[BEGIN Entries]

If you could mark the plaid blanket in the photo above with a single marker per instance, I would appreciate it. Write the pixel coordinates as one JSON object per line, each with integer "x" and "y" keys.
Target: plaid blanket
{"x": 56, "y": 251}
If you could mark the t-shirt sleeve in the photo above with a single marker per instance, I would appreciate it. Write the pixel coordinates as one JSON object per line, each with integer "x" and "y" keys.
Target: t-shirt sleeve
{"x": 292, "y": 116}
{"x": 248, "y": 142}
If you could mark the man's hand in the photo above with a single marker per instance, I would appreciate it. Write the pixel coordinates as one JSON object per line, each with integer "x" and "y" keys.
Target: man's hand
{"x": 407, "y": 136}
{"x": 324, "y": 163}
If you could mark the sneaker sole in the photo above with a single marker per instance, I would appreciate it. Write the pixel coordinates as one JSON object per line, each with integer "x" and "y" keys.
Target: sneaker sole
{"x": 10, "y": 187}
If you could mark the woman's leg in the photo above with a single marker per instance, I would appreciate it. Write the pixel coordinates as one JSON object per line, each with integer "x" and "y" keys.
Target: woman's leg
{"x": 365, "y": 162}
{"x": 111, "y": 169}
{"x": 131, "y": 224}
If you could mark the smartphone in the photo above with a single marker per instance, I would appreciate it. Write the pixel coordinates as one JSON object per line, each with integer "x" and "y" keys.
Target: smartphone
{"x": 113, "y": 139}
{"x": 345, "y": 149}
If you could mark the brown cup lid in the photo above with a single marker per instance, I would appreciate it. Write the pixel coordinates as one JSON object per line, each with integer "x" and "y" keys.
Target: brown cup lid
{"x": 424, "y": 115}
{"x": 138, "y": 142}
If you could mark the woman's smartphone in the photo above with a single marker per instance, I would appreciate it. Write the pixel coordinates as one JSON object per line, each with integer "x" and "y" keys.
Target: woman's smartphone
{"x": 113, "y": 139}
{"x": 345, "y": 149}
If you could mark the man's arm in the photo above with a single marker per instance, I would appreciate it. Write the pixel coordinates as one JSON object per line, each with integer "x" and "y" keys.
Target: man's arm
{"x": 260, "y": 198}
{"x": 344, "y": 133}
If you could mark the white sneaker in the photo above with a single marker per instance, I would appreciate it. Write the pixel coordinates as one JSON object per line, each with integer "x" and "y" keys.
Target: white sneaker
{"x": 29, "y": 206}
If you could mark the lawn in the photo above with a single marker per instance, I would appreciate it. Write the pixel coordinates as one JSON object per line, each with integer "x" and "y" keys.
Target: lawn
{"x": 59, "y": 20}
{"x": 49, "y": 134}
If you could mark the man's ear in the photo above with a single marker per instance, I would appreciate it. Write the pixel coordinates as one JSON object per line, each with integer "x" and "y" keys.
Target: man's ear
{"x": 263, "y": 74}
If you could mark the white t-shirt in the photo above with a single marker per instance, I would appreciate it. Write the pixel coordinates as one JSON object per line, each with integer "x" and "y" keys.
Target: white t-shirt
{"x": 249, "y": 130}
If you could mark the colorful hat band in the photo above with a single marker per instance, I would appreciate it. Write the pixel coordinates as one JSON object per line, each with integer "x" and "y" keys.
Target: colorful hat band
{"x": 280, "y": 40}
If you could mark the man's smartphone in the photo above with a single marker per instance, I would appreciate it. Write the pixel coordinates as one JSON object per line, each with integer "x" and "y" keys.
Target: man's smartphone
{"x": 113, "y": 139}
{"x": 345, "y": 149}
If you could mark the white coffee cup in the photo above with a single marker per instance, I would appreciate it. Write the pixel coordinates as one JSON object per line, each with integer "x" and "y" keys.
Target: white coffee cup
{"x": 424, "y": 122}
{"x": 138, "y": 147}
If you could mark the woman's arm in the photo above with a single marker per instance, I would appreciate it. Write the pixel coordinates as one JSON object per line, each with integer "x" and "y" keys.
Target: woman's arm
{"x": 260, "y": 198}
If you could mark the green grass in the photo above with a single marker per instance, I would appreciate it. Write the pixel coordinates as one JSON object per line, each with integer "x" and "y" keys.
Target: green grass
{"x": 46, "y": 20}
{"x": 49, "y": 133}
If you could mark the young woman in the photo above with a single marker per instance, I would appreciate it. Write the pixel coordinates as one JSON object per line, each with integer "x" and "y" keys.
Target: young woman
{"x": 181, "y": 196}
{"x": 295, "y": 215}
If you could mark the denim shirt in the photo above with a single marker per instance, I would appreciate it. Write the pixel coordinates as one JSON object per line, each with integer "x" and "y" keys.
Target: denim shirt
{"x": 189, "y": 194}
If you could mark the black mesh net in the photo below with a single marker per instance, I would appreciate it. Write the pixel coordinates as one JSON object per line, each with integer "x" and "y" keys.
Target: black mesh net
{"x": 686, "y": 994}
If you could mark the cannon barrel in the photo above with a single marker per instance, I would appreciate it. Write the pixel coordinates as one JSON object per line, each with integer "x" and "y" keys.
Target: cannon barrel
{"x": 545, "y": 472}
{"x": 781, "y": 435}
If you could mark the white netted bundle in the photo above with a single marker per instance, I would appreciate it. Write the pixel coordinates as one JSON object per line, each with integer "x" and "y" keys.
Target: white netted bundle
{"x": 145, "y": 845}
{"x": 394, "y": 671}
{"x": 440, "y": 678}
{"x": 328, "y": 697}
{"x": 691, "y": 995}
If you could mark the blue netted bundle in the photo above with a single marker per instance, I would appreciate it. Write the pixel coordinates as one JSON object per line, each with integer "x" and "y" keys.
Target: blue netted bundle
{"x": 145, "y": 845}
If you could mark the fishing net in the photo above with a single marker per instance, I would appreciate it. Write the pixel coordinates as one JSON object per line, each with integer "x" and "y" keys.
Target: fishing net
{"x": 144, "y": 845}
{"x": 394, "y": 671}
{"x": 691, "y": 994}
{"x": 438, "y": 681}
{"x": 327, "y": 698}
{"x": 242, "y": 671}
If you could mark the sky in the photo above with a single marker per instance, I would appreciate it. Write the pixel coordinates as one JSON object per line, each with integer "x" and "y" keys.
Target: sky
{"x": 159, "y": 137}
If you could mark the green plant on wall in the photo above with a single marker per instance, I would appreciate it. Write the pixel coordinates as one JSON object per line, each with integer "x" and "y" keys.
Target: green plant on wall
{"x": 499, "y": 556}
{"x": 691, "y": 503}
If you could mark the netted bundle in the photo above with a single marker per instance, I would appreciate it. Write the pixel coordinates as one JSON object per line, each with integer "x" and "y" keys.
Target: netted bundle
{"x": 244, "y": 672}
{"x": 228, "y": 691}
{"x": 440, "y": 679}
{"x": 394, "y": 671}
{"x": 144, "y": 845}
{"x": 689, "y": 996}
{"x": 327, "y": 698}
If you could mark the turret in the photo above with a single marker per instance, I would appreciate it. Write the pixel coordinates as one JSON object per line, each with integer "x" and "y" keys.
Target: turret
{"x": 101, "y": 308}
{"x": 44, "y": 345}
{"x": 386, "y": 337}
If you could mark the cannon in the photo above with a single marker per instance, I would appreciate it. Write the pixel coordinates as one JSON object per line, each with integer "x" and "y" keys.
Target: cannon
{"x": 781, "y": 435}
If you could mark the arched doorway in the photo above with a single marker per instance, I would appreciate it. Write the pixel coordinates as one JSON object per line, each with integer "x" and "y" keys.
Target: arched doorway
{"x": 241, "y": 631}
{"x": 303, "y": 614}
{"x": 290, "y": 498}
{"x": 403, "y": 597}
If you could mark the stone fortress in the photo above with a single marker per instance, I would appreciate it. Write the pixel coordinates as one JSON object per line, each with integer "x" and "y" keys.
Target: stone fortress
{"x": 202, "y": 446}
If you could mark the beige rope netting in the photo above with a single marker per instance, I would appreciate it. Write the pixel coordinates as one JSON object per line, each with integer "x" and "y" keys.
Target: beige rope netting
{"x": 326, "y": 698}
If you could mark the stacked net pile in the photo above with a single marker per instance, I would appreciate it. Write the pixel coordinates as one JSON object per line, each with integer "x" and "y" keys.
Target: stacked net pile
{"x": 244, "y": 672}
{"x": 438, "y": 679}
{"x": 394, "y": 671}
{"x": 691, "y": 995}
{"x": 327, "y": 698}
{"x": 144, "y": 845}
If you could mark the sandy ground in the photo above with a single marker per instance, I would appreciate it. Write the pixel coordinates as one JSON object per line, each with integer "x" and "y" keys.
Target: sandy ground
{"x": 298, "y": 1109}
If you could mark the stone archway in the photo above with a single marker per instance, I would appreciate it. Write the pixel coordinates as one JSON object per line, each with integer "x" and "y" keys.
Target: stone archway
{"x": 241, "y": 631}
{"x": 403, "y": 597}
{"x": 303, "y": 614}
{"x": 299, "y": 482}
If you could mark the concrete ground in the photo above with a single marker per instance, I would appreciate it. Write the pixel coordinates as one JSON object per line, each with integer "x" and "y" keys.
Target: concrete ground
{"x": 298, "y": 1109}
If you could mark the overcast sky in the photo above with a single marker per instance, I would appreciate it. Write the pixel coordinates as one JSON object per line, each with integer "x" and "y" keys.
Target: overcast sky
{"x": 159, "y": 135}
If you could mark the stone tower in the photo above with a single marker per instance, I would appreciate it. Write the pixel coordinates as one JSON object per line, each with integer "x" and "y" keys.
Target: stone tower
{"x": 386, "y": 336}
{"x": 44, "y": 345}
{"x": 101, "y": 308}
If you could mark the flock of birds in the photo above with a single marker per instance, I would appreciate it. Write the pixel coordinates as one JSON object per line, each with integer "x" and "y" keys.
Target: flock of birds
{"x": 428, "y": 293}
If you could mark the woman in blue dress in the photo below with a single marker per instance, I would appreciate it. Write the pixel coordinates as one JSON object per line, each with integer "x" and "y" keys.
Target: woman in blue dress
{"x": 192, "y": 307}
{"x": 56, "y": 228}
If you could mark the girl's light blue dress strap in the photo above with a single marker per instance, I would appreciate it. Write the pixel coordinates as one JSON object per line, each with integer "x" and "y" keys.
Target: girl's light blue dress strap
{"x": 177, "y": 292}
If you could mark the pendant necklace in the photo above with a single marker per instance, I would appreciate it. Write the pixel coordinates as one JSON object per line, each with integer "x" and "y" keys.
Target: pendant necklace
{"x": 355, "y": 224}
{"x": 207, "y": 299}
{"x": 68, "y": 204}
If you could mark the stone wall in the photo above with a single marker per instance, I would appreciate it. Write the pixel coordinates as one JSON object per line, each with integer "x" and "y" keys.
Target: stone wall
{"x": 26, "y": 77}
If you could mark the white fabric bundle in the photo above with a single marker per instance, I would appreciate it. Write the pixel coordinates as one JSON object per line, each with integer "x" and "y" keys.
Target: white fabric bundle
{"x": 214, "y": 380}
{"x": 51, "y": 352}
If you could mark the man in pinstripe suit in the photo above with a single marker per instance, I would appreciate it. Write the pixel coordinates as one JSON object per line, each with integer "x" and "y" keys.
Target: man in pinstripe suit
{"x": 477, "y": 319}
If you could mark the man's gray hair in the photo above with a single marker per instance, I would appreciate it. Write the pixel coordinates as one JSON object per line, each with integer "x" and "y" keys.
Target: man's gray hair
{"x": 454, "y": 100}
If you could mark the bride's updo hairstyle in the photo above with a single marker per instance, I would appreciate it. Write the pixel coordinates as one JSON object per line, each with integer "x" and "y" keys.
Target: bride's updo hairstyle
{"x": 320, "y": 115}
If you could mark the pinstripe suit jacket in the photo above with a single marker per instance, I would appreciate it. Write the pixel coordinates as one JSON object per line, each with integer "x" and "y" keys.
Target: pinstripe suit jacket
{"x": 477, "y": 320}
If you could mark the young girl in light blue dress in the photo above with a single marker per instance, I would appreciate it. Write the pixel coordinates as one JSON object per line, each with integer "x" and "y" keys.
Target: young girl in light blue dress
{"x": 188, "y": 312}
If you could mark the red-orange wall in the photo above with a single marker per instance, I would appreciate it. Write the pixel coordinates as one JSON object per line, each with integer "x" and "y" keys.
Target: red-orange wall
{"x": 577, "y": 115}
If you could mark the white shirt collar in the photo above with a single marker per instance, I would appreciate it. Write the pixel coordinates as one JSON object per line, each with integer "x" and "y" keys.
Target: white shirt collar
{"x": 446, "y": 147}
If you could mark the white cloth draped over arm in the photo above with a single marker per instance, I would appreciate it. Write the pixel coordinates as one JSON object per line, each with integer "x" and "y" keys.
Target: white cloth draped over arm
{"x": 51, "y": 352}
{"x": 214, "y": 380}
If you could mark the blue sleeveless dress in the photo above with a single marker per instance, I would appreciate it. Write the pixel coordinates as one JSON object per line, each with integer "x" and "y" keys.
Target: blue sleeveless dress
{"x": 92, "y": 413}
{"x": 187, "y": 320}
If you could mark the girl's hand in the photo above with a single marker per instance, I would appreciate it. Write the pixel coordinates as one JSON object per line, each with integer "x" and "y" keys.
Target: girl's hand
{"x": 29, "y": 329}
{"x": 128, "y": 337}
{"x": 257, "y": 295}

[END Entries]

→ **Objective**: Everything from the line containing "If you could mark the bride's" to the end of the records must be written out exactly; include both of those lines and no others.

→ **In response**:
If you could mark the bride's updo hairstyle in the photo above with a single marker per instance, I would appreciate it. Write the pixel coordinates as one JSON object per line, each with integer "x" and "y" keys.
Target: bride's updo hairstyle
{"x": 320, "y": 115}
If you could mark the pinstripe suit jacket in the photo above with a single marker per instance, I would appreciate it. Write the pixel coordinates as one JSON object per line, each with integer "x" and "y" keys.
Target: pinstripe suit jacket
{"x": 477, "y": 320}
If you could mark the young girl in light blue dress in the photo above with a single marker per instance, I would appreciate it. Write the pixel coordinates as one JSON object per line, each with integer "x" and "y" keys.
Target: young girl in light blue dress
{"x": 188, "y": 312}
If you could mark the red-orange wall in the photo above with a single marker per instance, I would appreciate it. Write the pixel coordinates as one JSON object per line, each with integer "x" and "y" keys.
Target: red-orange wall
{"x": 577, "y": 115}
If you could mark the white shirt collar in the photo above with a single marker per instance, I would appreciate it. Write the pixel coordinates as one JSON object per line, each with integer "x" and "y" keys.
Target: white shirt collar
{"x": 446, "y": 147}
If you could mark the white cloth draped over arm in the photo above with a single marker per instance, I would appreciate it. Write the pixel coordinates as one JSON object per line, each with integer "x" and "y" keys.
Target: white cloth draped over arm
{"x": 51, "y": 352}
{"x": 214, "y": 380}
If you could mark the blue sleeveless dress in the photo above with a single marker per instance, I would appreciate it. Write the pixel coordinates as one JSON object per line, each with integer "x" and "y" keys.
Target: blue sleeveless dress
{"x": 92, "y": 413}
{"x": 187, "y": 320}
If you could mark the girl's hand in the photo above with a single marker per instance, I would appreciate it. Write the pixel coordinates as one JSON object per line, each with integer "x" and "y" keys.
Target: girl's hand
{"x": 29, "y": 329}
{"x": 128, "y": 337}
{"x": 257, "y": 295}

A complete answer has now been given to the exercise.